Stay tuned for the upcoming Teradata formulation.

Estimating Multiplicative Probabilities Using ANSI-SQL Windowing

SQL can be a quite efficient tool to implement particular types of statistics. Since windowing became a part of the ANSI standard, this holds for more and more databases as well as mathematical/structural complexities.

For example, product limits can be incrementally estimated by multiplying the probabilities over age. Only the quite impressive ANSI SQL aggregate function list  does not contain a corresponding operation.

Fortunately, we know (or at least Google knows 😉 that for positive P(i), it holds that ΠP(i) = EXP(Σln(P(i)))

This allows us to realize a (batch) product limit estimation including the determination of confidence intervals such as in the following example which has been generalized from Oracle to Teradata. Already included are some objects needed for the sequel post, just in case you wonder about the verbosity:

create table MATERIAL (
	material int primary key not null,
	description varchar(100)
);
insert into MATERIAL values (1, 'sit');
insert into MATERIAL values (2, 'aenean');
insert into MATERIAL values (3, 'adipiscing');
insert into MATERIAL values (4, 'nulla');
insert into MATERIAL values (5, 'in');
insert into MATERIAL values (6, 'sed');

create table PRODUCT (
	serial int primary key not null,
	material INT references MATERIAL(material) not null,
	manufacturing_date date not null
);

insert into PRODUCT  values (1, 2, '2002-08-14');
insert into PRODUCT  values (2, 1, '2001-02-20');
insert into PRODUCT  values (3, 1, '2005-10-27');
insert into PRODUCT  values (4, 1, '2003-10-23');
insert into PRODUCT  values (5, 1, '2001-12-21');
insert into PRODUCT  values (6, 2, '2010-10-11');
insert into PRODUCT  values (7, 1, '2002-06-28');
insert into PRODUCT  values (8, 2, '2009-12-29');
insert into PRODUCT  values (9, 1, '2002-01-10');
insert into PRODUCT  values (10, 2, '2008-10-19');
insert into PRODUCT  values (11, 3, '2007-01-04');
insert into PRODUCT  values (12, 3, '2008-08-06');
insert into PRODUCT  values (13, 4, '2010-08-01');
insert into PRODUCT  values (14, 4, '2011-12-01');
insert into PRODUCT  values (15, 5, '2012-02-03');

create table REPAIR (
	serial_flawed int unique references PRODUCT(serial) not null,
	repair_date date not null
);

insert into REPAIR values (7,'2004-01-22');
insert into REPAIR values (6,'2011-04-09');
insert into REPAIR values (2,'2001-06-21');
insert into REPAIR values (4,'2010-07-25');
insert into REPAIR values (1,'2011-06-16');
insert into REPAIR values (10,'2009-04-17');
insert into REPAIR values (5,'2003-04-13');
insert into REPAIR values (3,'2011-12-31');
insert into REPAIR values (9,'2002-06-10');
insert into REPAIR values (11,'2010-06-10');

/* Not all ANSI databases cope with my beloved nested CTEs, so here is the explicit version */ 

/* aggregating repair data by part age */ 
create view BASE_EXPERIMENT as
   select PRODUCT.material
        , REPAIR.repair_date-PRODUCT.manufacturing_date as age
        , cast(sum(1) as float) as samples
     from PRODUCT 
       join REPAIR on REPAIR.serial_flawed=PRODUCT.serial
    group by PRODUCT.material
           , REPAIR.repair_date-PRODUCT.manufacturing_date
;

/* building intervals and base statistics */
create view POPULATION as 
   select BASE_EXPERIMENT.*
        , row_number() over (partition by BASE_EXPERIMENT.material 
                             order by BASE_EXPERIMENT.age)

> AIM 1
From which database was the product limit example in the SQL windowing excerpt generalized?
> AIM 2
Transcribe the passage of the SQL windowing excerpt that opens with the words containing "SQL can be a" and closes with "a corresponding operation.".
Rely only on the SQL windowing excerpt.

Point-labeling examples:

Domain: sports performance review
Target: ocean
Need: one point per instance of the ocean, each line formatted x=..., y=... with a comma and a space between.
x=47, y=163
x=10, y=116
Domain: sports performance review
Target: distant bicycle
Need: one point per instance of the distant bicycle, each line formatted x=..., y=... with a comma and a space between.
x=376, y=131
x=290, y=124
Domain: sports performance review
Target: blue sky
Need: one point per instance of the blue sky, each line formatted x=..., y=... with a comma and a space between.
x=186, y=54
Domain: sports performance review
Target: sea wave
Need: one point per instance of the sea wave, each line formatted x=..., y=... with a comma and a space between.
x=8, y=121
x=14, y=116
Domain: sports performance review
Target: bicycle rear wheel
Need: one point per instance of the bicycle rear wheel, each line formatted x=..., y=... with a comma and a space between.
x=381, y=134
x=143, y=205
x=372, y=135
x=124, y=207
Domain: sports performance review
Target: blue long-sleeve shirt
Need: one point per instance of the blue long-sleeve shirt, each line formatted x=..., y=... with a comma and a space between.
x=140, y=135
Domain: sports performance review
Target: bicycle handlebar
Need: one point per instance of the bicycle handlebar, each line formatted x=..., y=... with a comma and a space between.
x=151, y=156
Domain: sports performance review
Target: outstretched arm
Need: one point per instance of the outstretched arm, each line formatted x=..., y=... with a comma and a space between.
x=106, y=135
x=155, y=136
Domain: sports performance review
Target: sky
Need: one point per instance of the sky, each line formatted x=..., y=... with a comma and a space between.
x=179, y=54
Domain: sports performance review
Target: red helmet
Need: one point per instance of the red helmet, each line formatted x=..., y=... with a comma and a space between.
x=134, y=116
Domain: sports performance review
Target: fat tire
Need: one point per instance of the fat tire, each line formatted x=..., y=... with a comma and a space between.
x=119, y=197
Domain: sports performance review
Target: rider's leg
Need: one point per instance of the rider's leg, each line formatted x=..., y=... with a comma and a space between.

> FULL RESPONSE 1
It was generalized from Oracle.

> FULL RESPONSE 2
SQL can be a quite efficient tool to implement particular types of statistics. Since windowing became a part of the ANSI standard, this holds for more and more databases as well as mathematical/structural complexities.

For example, product limits can be incrementally estimated by multiplying the probabilities over age. Only the quite impressive ANSI SQL aggregate function list  does not contain a corresponding operation.